§ What to do
Edit the records below so that every "photo" becomes "image", and keep everything else unchanged. Leave the pictures out of your answer.

(Point labeling dataset excerpts)
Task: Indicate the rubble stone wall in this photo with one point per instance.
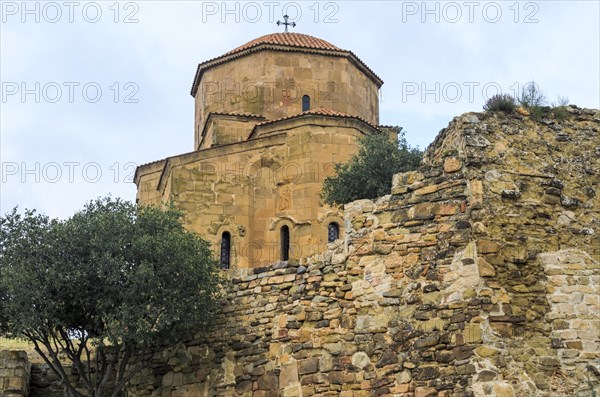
(478, 276)
(14, 373)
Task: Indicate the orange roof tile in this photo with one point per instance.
(288, 39)
(279, 41)
(314, 112)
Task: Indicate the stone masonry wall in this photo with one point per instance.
(14, 374)
(478, 276)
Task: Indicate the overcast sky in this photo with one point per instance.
(92, 89)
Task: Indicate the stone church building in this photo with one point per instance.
(272, 117)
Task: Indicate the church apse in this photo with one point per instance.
(272, 118)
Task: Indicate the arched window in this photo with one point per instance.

§ Response to the exercise
Task: Indicate the rubble stone wall in this image with one point per instance.
(478, 276)
(14, 373)
Task: Indicate the orange roof tile in this image with one point per instance.
(288, 39)
(279, 41)
(314, 112)
Task: Indicate the stone masonry wall in this image with one point per instance.
(14, 374)
(478, 276)
Task: Indicate the overcast sky in this image with one point per instance.
(92, 89)
Task: Indicate the stone church building in this image with one point per instance.
(272, 117)
Task: Indicate the church apse in this image with one point per instance.
(272, 118)
Task: Indicate the arched window in this image with one point per instance.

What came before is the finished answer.